##### ESTRATTO DELLA PAGINA #####

Nel 1491 fu eletto da Innocenzo VIII arcivescovo di Nazareth. Si trattò di un incarico di grande prestigio: come scrisse Pietro Giannone (1723, p. 528), l’arcivescovo di Nazareth risiedeva a Barletta e gli furono attribuite nel 1434 la chiesa di Monteverde e nel 1455 quella di Canne, nonché altre istituzioni ecclesiastiche sparse nelle diocesi pugliesi. Singolare prerogativa del primate di Nazareth fu la facoltà di esibire i simboli vescovili della croce, del pallio e della mozzetta per tutta la cattolicità. Dal 24 aprile 1510 fino alla sua morte nel 1524 Poderico fu inoltre arcivescovo di Taranto. Tuttavia, la più rilevante carica che l’arcivescovo ricoprì fu quella, nel 1505, di cappellano maggiore. Anche questo ufficio conferma la sua adesione al nuovo potere ispanico.
Al cappellano maggiore era, infatti, richiesta una provata fedeltà alla monarchia, venendo egli consultato per la concessione del regium exequatur ai provvedimenti della S. Sede. In tali circostanze, pur essendo solitamente un vescovo, il cappellano maggiore doveva pronunciarsi sugli eventuali pregiudizi che potessero derivare alle prerogative sovrane. L’ufficio, di origine medievale, aveva come originaria mansione la cura dell’oratorio del Re e la celebrazione delle funzioni religiose nelle cerimonie solenni tenute alla presenza del sovrano; presiedeva inoltre alla cappella palatina e alla cura spirituale della famiglia reale. La sua autorità, già dai tempi angioini, si estese a tutti i chierici del Palazzo reale, alle chiese regie del Regno e alle cappelle nelle dimore reali anche temporanee. Nel corso del tempo acquisì rilevanti prerogative giurisdizionali anche temporali. Proprio nel corso dell’esercizio di Poderico, Leone X, con una bolla emanata il 9 novembre 1519, confermò gli antichi privilegi e concesse un’ampia giurisdizione su cappellani, chierici, scolari e cantori delle cappelle regie, sottratti all’autorità dell’ordinario diocesano.

#####

_COMPITI DA SVOLGERE_:
- 1) Secondo l'estratto, in quale anno Poderico ricoprì la carica di cappellano maggiore?
- 2) Riproduci il passo dell'estratto compreso tra "Nel 1491 fu" e "nuovo potere ispanico.", estremi inclusi.
- 3) Per ciascuna affermazione, indica con sì o no se concorda con l'estratto e cita le parole dell'estratto che lo stabiliscono. (a) Poderico fu arcivescovo di Taranto fino alla morte. (b) La bolla di Leone X fu emanata nel 1505. (c) L'arcivescovo di Nazareth risiedeva a Nazareth.

##### DATI #####

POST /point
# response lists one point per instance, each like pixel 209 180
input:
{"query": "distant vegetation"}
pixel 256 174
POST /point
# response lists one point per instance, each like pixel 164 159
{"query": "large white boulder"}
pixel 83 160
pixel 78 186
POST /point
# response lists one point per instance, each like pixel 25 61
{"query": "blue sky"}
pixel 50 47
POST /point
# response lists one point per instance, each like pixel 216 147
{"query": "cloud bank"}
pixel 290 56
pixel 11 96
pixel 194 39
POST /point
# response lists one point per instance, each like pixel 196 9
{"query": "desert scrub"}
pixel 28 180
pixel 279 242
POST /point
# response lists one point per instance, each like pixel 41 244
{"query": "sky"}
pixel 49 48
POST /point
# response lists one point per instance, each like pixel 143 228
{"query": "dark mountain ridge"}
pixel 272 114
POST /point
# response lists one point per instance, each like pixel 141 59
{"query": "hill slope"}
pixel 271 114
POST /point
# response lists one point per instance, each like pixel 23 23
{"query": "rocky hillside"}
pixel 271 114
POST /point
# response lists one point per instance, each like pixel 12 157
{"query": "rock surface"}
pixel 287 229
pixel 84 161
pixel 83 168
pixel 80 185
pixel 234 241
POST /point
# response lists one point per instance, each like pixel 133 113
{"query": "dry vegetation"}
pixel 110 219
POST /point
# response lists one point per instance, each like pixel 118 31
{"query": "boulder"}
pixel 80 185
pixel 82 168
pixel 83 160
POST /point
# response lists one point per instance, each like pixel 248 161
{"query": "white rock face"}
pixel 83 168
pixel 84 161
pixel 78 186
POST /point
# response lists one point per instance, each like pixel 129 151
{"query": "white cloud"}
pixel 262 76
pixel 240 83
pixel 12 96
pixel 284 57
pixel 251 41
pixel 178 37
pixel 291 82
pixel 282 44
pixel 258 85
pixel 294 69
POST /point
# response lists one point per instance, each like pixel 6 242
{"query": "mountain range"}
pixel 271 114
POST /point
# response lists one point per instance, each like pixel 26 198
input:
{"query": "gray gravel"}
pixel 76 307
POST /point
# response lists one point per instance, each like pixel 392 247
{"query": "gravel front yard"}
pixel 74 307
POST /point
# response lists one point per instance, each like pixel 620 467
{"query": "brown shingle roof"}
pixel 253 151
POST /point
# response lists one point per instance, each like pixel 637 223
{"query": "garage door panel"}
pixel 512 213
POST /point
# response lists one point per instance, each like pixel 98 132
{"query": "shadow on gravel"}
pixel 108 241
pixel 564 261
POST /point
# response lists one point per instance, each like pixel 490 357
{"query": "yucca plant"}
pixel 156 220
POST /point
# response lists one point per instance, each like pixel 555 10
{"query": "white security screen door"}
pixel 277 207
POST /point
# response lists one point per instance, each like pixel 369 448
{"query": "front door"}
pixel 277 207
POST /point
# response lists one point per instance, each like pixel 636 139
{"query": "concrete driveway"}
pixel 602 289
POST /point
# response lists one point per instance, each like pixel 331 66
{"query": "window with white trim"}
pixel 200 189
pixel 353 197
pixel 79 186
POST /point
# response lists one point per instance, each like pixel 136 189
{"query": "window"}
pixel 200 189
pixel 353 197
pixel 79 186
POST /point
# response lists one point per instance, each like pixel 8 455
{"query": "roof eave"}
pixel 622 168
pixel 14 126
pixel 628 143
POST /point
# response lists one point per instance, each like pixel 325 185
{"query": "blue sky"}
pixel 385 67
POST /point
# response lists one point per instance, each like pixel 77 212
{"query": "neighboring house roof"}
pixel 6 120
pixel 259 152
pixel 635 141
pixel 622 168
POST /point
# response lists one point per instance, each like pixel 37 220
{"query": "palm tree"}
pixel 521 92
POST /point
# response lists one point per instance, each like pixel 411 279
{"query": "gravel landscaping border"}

#####

_RISPOSTE AI COMPITI_:
- 1) Nel 1505.

- 2)
Nel 1491 fu eletto da Innocenzo VIII arcivescovo di Nazareth. Si trattò di un incarico di grande prestigio: come scrisse Pietro Giannone (1723, p. 528), l’arcivescovo di Nazareth risiedeva a Barletta e gli furono attribuite nel 1434 la chiesa di Monteverde e nel 1455 quella di Canne, nonché altre istituzioni ecclesiastiche sparse nelle diocesi pugliesi. Singolare prerogativa del primate di Nazareth fu la facoltà di esibire i simboli vescovili della croce, del pallio e della mozzetta per tutta la cattolicità. Dal 24 aprile 1510 fino alla sua morte nel 1524 Poderico fu inoltre arcivescovo di Taranto. Tuttavia, la più rilevante carica che l’arcivescovo ricoprì fu quella, nel 1505, di cappellano maggiore. Anche questo ufficio conferma la sua adesione al nuovo potere ispanico.

- 3)
(a) Sì: "Dal 24 aprile 1510 fino alla sua morte nel 1524 Poderico fu inoltre arcivescovo di Taranto."
(b) No: "con una bolla emanata il 9 novembre 1519"
(c) No: "l’arcivescovo di Nazareth risiedeva a Barletta"